RECORDS SUPPLIED =
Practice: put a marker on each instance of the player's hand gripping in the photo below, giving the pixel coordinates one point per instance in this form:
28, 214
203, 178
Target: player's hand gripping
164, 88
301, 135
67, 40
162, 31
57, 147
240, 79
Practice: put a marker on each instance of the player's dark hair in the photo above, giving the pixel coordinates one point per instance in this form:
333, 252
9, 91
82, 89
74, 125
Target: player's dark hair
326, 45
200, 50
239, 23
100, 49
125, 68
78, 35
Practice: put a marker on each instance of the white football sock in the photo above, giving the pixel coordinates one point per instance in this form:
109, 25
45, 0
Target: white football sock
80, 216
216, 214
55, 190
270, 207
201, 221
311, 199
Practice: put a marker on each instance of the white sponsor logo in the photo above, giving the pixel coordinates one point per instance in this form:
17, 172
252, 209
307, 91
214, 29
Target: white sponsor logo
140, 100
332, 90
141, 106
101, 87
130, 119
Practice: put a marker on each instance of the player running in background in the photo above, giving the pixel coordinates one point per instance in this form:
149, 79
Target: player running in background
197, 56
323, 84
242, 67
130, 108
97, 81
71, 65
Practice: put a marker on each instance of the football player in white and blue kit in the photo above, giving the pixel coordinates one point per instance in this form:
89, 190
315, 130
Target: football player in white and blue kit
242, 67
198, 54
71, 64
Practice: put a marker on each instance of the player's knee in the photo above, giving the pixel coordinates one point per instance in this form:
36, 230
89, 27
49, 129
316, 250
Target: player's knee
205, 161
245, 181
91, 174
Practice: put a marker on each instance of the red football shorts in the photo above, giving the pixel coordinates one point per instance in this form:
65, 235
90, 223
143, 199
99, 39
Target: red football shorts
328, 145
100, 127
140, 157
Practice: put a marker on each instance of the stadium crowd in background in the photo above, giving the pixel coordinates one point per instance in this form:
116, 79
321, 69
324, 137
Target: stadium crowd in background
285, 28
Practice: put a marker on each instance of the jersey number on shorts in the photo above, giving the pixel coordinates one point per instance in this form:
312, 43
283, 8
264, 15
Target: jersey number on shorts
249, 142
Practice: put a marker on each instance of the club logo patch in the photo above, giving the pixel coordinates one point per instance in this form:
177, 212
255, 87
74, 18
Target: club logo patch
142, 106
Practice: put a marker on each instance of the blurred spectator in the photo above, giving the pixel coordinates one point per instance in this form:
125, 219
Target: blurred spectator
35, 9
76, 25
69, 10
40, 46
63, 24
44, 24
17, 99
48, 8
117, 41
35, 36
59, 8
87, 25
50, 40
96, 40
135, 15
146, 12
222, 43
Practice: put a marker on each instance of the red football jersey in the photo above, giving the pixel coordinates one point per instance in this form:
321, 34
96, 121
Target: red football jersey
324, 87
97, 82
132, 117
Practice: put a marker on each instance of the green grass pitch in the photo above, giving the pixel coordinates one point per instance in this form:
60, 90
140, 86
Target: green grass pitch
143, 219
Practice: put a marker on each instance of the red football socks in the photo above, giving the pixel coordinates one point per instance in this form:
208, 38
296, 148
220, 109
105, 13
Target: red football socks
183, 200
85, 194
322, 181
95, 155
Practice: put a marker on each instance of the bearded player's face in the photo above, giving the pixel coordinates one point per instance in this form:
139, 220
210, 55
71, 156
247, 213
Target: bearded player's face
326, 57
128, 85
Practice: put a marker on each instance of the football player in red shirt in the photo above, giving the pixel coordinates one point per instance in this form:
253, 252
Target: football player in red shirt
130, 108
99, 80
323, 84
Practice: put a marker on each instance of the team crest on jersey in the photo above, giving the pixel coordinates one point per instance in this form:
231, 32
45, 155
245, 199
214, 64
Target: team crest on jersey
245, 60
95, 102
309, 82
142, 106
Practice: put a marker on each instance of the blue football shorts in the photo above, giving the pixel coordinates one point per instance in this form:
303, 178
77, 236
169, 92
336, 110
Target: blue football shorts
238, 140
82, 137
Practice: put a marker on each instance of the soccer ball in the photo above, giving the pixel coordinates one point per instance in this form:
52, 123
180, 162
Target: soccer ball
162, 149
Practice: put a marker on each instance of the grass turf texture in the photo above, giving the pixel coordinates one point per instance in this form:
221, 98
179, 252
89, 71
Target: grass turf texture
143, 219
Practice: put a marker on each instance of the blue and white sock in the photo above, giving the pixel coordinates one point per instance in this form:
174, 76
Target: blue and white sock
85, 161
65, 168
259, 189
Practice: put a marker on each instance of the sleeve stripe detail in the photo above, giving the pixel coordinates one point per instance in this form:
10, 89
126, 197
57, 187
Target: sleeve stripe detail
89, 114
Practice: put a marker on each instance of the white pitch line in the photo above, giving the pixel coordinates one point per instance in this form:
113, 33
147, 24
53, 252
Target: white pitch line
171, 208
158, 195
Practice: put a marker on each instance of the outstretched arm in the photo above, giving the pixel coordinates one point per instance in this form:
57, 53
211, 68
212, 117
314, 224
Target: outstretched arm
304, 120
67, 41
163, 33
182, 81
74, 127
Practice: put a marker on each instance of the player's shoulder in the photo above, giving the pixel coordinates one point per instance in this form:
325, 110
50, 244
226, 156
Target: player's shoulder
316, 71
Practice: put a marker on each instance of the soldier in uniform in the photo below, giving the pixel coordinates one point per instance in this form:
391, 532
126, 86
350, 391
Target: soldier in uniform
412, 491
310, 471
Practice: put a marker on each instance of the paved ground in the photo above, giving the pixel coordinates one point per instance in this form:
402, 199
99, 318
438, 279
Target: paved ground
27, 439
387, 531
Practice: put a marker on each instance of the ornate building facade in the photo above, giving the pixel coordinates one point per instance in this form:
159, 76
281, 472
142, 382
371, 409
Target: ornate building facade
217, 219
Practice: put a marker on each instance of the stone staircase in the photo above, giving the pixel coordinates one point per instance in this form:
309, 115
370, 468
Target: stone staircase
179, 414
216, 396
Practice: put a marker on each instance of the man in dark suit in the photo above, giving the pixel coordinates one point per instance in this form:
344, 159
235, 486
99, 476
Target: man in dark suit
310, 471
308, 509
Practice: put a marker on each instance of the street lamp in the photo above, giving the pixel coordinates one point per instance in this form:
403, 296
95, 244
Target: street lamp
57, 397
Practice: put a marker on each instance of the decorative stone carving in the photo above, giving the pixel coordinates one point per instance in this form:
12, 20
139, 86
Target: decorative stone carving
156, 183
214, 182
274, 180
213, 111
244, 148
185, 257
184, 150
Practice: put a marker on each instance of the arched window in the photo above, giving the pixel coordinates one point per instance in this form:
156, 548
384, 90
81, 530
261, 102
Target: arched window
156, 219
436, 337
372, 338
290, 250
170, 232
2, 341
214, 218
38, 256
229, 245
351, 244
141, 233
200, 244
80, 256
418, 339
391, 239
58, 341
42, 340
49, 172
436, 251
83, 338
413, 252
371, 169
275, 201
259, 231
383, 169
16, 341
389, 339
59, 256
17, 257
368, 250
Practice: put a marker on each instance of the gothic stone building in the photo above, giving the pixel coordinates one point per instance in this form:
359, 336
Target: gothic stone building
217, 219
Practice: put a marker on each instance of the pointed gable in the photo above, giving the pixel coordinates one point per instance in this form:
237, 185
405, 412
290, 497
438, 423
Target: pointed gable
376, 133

HOW TO COMPLETE THIS TASK = Work out how many lines in the material above hold the string "below", and reply with the number only.

RESPONSE FOR THIS EXERCISE = 2